## Auszug
Entweder in der falschen Zeit oder eben zeitlos. Völlig egal im Bezug auf die
Faszination eines Charakters ist seine Motivation. Angedeutete, existenzielle
Triebe oder eben gerade deren Verweigerung funktionieren heute weit besser. Das
Kino war eine lange Zeit lang überfüllt mit Psychologie und im „anspruchsvolleren“
Teil Hollywoods und auch sonst überall hat man das heute auch verstanden und
schickt die Psychologen zu den mehr als erfolgreichen TV-Serien, wo man mehr
Zeit hat Ambivalenzen aufzubauen, wo der Zuschauer mehr Zeit hat diese zu
verdauen. Kino tendiert mehr zum Moment, als zum Vergangenen (leider ist dem oft
genug nicht so). Das hat gutes Kino schon immer getan, nur ist auffällig, dass
das nun auch langsam beim Publikum akzeptiert wird, ohne dass ständig gefragt
wird: „Warum macht er das jetzt?“ Allerdings muss man auch sagen, dass das nur
bei faszinierenden Charakteren funktioniert, also nur wenn der Charakter als
eigenständig betrachtet wird und nicht als Teil des Plots. Vom im Kopf des
Betrachters verfassten, psychologischen Gutachten bis zur einfachen Erklärung „Der
ist halt verrückt.“, ist es dann immer dem Zuseher freigestellt sich die
Handlungen selbst zu erklären.

## Arbeitsaufträge
**1.** Schreib den Absatz „Entweder in der falschen Zeit …“ aus dem Auszug über Filmfiguren als kurze Liste neu. Die wichtigsten Aussagen sollen erhalten bleiben.
**2.** Wohin schickt man laut dem Auszug die Psychologen heute?

## Material
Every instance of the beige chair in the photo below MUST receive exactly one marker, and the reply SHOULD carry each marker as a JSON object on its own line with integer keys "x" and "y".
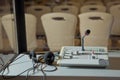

## Erwartete Ergebnisse
**1.**
- Für die Faszination einer Figur ist ihre Motivation egal.
- Angedeutete existenzielle Triebe oder gerade deren Verweigerung funktionieren heute viel besser.
- Das Kino war lange mit Psychologie überladen. Heute schickt man die Psychologen zu den erfolgreichen TV-Serien, wo mehr Zeit für Ambivalenzen bleibt.
- Kino richtet sich mehr auf den Moment als auf das Vergangene. Gutes Kino hat das schon immer getan, und inzwischen akzeptiert es langsam auch das Publikum.
- Das klappt nur bei faszinierenden Figuren, die als eigenständig gesehen werden und nicht als Teil des Plots.
- Wie die Handlungen zu erklären sind, bleibt dem Zuschauer überlassen.

**2.** Zu den mehr als erfolgreichen TV-Serien.